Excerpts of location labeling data
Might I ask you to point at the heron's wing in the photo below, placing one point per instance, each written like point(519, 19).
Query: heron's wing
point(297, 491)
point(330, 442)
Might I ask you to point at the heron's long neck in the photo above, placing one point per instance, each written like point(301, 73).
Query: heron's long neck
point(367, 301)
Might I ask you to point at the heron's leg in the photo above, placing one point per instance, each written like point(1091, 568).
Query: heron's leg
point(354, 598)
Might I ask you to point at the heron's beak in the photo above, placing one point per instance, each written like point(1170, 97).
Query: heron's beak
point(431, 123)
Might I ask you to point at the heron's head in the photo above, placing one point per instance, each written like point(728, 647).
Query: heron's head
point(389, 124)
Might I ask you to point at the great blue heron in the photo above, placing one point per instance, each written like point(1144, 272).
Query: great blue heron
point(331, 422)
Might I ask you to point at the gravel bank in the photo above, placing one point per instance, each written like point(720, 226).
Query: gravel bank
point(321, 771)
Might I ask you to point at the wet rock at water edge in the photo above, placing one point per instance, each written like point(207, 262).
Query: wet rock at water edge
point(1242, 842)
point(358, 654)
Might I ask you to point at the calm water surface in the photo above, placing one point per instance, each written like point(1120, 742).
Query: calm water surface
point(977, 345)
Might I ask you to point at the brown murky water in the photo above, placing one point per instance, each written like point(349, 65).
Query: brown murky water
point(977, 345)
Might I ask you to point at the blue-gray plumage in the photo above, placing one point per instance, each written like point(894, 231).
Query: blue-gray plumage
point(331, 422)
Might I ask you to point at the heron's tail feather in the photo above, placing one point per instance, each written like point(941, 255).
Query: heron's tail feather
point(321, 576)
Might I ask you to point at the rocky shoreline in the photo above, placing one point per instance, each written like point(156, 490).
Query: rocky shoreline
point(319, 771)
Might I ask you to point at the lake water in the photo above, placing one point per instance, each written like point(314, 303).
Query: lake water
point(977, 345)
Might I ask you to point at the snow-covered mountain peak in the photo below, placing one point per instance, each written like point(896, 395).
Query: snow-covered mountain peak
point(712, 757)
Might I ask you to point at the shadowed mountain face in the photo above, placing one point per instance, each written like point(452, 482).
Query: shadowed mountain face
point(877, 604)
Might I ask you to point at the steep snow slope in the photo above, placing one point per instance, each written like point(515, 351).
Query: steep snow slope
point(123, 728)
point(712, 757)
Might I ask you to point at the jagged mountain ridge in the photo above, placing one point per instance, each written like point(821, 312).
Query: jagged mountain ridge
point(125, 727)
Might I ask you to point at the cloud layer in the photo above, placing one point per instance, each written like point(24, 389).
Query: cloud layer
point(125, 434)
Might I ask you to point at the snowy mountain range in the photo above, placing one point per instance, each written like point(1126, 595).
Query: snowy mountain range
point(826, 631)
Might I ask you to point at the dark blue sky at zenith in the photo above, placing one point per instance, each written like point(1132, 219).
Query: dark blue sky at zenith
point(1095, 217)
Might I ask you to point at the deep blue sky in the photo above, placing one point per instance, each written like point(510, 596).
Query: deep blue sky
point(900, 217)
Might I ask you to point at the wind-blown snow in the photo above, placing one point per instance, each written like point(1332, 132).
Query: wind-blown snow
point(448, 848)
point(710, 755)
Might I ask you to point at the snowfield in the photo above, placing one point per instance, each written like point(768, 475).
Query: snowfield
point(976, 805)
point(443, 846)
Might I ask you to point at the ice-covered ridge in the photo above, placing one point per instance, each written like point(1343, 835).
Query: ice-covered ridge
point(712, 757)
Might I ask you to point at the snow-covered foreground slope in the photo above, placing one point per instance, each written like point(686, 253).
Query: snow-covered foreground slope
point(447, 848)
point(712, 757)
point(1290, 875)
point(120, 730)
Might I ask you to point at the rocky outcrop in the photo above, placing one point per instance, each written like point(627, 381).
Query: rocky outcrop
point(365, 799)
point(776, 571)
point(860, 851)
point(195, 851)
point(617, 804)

#### Set problem
Reproduce every line in the part that opens with the line containing "Might I ask you to point at the dark" and closes with the line containing "point(443, 846)", requests included. Scale each answer point's coordinates by 1.1 and round them to whole numbers, with halves rounded up, but leave the sample points inside the requests unchanged.

#### Task result
Might I ask you to point at the dark blue sky at zenith in the photo above, placing one point per instance, each written like point(1132, 219).
Query: dark blue sky at zenith
point(1205, 239)
Might I ask you to point at the deep blue sky in the photo above, placing one point per instance, each written like point(510, 596).
Query: deep blue sky
point(990, 239)
Might I ask you to point at the wind-blown snow in the photo above, placing one point per instance, each written like point(1332, 132).
Query: wind-blown snow
point(493, 933)
point(781, 831)
Might I ask you to point at the snowfield in the photo above, placing one point per instance, each written like point(768, 475).
Query: snowfield
point(1074, 886)
point(487, 931)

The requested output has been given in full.